(Data for analysis)

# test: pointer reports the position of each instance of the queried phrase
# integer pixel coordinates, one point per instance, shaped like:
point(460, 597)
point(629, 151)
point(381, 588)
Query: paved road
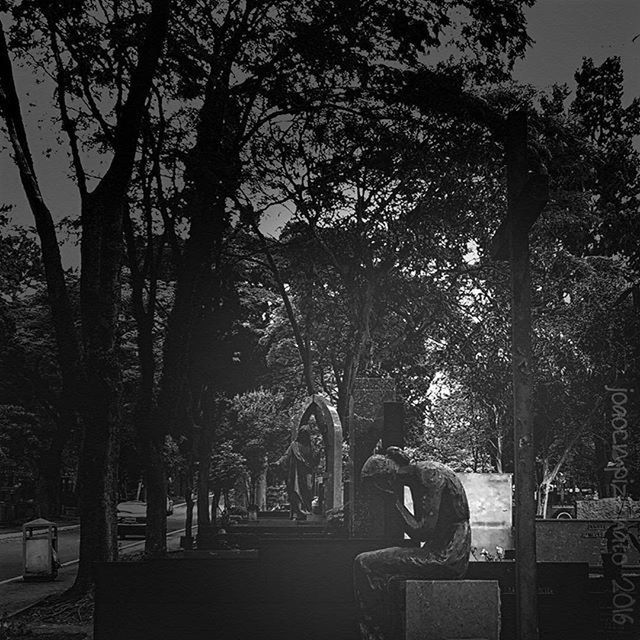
point(68, 541)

(End Data for analysis)

▶ [Task objective]: Report each line of the listing above that uses the word "instance".

▶ [Answer space]:
# test: pointer reports the position of each instance of the queried phrase
# integer pixel coordinates, one point per instance, shaped like:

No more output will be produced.